Problem to solve >>
Search the listing for "green" and copy every line where it appears.

=== Begin Enclosure ===

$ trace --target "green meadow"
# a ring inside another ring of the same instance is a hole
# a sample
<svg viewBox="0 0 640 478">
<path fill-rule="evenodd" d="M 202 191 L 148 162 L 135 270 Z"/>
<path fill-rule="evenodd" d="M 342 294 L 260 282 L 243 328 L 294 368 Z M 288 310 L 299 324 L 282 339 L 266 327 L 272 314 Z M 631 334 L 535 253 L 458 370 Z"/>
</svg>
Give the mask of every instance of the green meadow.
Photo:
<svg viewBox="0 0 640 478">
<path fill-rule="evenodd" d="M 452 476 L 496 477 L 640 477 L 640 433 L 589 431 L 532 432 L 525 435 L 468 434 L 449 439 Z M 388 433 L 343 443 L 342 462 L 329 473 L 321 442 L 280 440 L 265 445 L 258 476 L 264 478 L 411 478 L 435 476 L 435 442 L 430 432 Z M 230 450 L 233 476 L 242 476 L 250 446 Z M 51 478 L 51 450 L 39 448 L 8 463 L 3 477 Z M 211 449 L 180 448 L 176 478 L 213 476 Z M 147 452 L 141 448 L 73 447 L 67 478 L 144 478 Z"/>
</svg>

=== End Enclosure ===

Exercise result >>
$ trace --target "green meadow"
Give the mask of every instance of the green meadow.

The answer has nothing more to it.